### What the task asks
Return the following lines verbatim, leaving every character unchanged.

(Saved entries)
--

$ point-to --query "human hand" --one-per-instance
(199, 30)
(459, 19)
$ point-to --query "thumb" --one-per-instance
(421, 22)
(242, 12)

--

### The result
$ point-to --query "human hand" --one-per-instance
(199, 30)
(459, 19)
$ point-to --query "thumb" --one-per-instance
(421, 22)
(242, 12)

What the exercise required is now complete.